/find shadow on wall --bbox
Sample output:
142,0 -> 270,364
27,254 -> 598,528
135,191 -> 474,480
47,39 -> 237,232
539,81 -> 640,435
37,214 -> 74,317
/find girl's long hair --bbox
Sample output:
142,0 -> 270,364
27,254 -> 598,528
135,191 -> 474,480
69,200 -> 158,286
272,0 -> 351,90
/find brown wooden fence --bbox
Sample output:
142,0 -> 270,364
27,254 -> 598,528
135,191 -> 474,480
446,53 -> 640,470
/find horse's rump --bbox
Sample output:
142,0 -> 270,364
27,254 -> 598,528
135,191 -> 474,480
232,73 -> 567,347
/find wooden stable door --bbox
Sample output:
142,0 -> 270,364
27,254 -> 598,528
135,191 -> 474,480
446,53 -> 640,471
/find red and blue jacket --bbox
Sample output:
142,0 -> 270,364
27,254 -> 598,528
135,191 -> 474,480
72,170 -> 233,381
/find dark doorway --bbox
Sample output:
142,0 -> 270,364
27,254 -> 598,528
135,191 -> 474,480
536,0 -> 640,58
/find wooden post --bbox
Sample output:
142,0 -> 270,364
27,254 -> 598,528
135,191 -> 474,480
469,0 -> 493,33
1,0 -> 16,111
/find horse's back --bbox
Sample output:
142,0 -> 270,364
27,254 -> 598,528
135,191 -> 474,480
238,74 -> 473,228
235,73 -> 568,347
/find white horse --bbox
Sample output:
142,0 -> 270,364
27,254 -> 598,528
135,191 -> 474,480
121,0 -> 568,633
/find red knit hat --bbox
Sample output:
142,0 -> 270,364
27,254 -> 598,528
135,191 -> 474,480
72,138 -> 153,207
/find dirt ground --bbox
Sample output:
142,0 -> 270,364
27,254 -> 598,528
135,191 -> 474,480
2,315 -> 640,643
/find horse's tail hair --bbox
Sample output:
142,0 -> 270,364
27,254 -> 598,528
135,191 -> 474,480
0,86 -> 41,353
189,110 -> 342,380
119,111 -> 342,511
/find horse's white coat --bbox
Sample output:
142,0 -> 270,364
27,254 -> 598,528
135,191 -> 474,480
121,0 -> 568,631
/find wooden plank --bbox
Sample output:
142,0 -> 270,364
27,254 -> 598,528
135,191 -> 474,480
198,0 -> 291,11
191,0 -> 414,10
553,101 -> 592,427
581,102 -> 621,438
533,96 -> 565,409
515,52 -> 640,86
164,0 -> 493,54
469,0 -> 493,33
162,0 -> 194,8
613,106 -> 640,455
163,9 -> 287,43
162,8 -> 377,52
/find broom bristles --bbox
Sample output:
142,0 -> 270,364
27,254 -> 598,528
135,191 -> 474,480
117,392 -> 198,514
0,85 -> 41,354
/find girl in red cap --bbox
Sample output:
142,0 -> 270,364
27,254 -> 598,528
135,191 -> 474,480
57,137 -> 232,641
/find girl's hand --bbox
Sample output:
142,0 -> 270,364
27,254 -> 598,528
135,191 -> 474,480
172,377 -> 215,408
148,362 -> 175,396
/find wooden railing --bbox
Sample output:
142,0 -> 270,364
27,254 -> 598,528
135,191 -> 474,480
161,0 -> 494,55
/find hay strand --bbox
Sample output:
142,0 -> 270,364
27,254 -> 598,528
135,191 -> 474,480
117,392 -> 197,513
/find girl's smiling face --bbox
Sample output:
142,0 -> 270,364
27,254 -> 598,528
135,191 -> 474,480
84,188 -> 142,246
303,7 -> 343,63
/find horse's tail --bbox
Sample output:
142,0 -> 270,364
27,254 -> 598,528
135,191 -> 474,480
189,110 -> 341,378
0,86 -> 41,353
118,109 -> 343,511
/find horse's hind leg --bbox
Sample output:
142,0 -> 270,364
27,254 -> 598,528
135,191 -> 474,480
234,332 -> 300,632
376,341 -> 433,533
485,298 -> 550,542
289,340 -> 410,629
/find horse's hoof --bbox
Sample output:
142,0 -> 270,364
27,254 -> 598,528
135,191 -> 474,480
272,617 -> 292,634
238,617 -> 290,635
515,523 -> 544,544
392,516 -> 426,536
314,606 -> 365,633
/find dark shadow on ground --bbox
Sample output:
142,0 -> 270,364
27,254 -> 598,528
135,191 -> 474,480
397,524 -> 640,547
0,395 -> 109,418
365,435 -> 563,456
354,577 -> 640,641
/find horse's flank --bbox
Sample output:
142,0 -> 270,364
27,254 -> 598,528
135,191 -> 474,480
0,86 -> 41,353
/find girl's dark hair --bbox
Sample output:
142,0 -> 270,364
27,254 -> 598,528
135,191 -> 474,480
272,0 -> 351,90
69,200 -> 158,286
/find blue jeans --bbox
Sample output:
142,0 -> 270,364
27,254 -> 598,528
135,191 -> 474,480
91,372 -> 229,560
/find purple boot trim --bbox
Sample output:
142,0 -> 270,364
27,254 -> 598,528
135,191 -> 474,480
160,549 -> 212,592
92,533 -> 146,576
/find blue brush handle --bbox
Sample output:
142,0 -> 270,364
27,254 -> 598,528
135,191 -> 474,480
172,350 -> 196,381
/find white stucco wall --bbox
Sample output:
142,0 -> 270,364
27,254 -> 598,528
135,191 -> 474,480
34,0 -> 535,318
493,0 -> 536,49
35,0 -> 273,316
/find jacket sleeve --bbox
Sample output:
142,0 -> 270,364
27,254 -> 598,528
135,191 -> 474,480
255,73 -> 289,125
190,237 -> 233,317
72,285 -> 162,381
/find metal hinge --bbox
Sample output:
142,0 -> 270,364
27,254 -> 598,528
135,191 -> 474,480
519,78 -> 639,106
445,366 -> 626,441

---*---

> _Try it_: Repeat each entry above, keeping every word exact.

> _Solution_:
/find shadow on wall --bbox
Sample output:
142,0 -> 270,364
27,254 -> 598,528
135,191 -> 474,480
47,39 -> 237,232
539,81 -> 640,435
37,214 -> 74,317
/find girl's long hair --bbox
Sample output:
142,0 -> 270,364
27,254 -> 598,528
135,191 -> 474,480
69,200 -> 158,286
272,0 -> 351,90
/find brown wooden fence --bbox
Sample output:
142,0 -> 270,364
27,254 -> 598,528
135,191 -> 474,480
446,53 -> 640,470
/find horse's rump --bbox
Sample output:
142,0 -> 270,364
27,254 -> 598,528
135,191 -> 474,480
232,73 -> 567,347
/find wooden stable door --bbox
Sample output:
142,0 -> 270,364
27,254 -> 598,528
135,191 -> 474,480
446,53 -> 640,471
/find red and blue jacket --bbox
Sample output:
142,0 -> 270,364
27,254 -> 598,528
135,191 -> 474,480
72,170 -> 233,381
/find dark doorway --bbox
Sample output:
142,0 -> 270,364
27,254 -> 598,528
135,191 -> 474,480
536,0 -> 640,58
/find wooden post --bbox
Sample output:
142,0 -> 270,364
27,254 -> 598,528
135,191 -> 474,480
469,0 -> 493,33
1,0 -> 16,111
/find horse's back --bbox
Sample output:
142,0 -> 270,364
27,254 -> 598,528
135,191 -> 474,480
238,74 -> 473,228
235,73 -> 568,347
/find white horse --bbox
Sample output:
142,0 -> 270,364
27,254 -> 598,528
135,191 -> 474,480
121,0 -> 568,633
/find red knit hat --bbox
Sample output:
142,0 -> 270,364
27,254 -> 598,528
135,191 -> 474,480
72,138 -> 153,207
/find dirt ground --bbox
Sample output:
142,0 -> 270,364
27,254 -> 598,528
135,191 -> 474,480
2,315 -> 640,643
/find horse's tail hair --bbox
Sample output:
142,0 -> 270,364
27,254 -> 598,528
135,191 -> 474,480
0,86 -> 41,353
189,110 -> 342,380
119,111 -> 342,511
/find horse's white coat --bbox
Sample output:
142,0 -> 270,364
27,254 -> 598,528
135,191 -> 474,480
121,0 -> 568,631
/find wooden plank --bbox
Sample output:
142,0 -> 270,364
27,254 -> 598,528
135,191 -> 474,480
198,0 -> 291,11
191,0 -> 414,10
553,101 -> 592,427
581,102 -> 621,438
533,96 -> 565,409
515,52 -> 640,86
164,0 -> 493,54
469,0 -> 493,33
162,0 -> 194,8
613,106 -> 640,455
163,9 -> 287,43
162,8 -> 377,52
/find broom bristles --bbox
Sample output:
142,0 -> 270,364
27,254 -> 598,528
135,191 -> 474,480
117,392 -> 198,514
0,85 -> 41,354
/find girl in red cap --bbox
Sample output:
142,0 -> 270,364
27,254 -> 598,528
135,191 -> 474,480
57,137 -> 232,641
/find girl's hand --bbox
Sample output:
142,0 -> 270,364
27,254 -> 598,528
135,191 -> 474,480
172,377 -> 215,408
148,362 -> 175,396
/find wooden railing --bbox
Sample output:
142,0 -> 270,364
27,254 -> 598,528
135,191 -> 474,480
161,0 -> 494,55
/find hay strand --bbox
Sample output:
142,0 -> 270,364
27,254 -> 598,528
135,191 -> 474,480
117,392 -> 197,513
/find girl's smiling face --bbox
Sample output:
142,0 -> 270,364
27,254 -> 598,528
135,191 -> 474,480
84,188 -> 142,246
303,7 -> 343,63
/find horse's tail --bbox
Sample output:
142,0 -> 270,364
27,254 -> 598,528
135,191 -> 474,480
189,110 -> 341,378
0,86 -> 41,353
118,109 -> 343,511
/find horse's hind leg --bbox
Sample output:
142,0 -> 270,364
27,254 -> 598,528
135,191 -> 474,480
234,332 -> 300,632
376,341 -> 433,533
485,298 -> 550,542
289,340 -> 410,629
/find horse's hoof --bbox
Sample output:
142,0 -> 270,364
27,254 -> 598,528
135,191 -> 474,480
272,617 -> 292,634
238,617 -> 290,635
515,523 -> 544,544
392,516 -> 426,536
314,606 -> 365,633
/find dark shadow on ground --bbox
Sample output:
142,0 -> 270,364
27,254 -> 598,528
135,191 -> 474,480
397,524 -> 640,547
0,395 -> 109,418
365,435 -> 563,456
354,577 -> 640,641
/find horse's flank --bbox
Sample output:
142,0 -> 270,364
27,254 -> 598,528
135,191 -> 474,480
0,86 -> 41,353
/find girl's dark hair --bbox
Sample output:
142,0 -> 270,364
27,254 -> 598,528
135,191 -> 474,480
272,0 -> 351,90
69,200 -> 158,286
/find blue jeans --bbox
Sample output:
142,0 -> 270,364
27,254 -> 598,528
135,191 -> 474,480
91,372 -> 229,560
/find purple boot trim --bbox
Sample output:
142,0 -> 270,364
27,254 -> 598,528
135,191 -> 474,480
160,549 -> 212,592
92,533 -> 146,576
/find blue brush handle --bbox
Sample output:
142,0 -> 270,364
27,254 -> 598,528
135,191 -> 474,480
172,350 -> 196,381
/find white stucco wall --bbox
Sample output:
142,0 -> 270,364
27,254 -> 598,528
135,191 -> 474,480
34,0 -> 535,318
493,0 -> 536,49
35,0 -> 273,316
/find jacket sleeve --bbox
Sample output:
142,0 -> 270,364
27,254 -> 598,528
135,191 -> 474,480
255,73 -> 289,125
190,237 -> 233,317
72,285 -> 162,381
/find metal hinge --bbox
Sample output:
142,0 -> 270,364
27,254 -> 598,528
135,191 -> 474,480
519,78 -> 639,106
445,366 -> 626,441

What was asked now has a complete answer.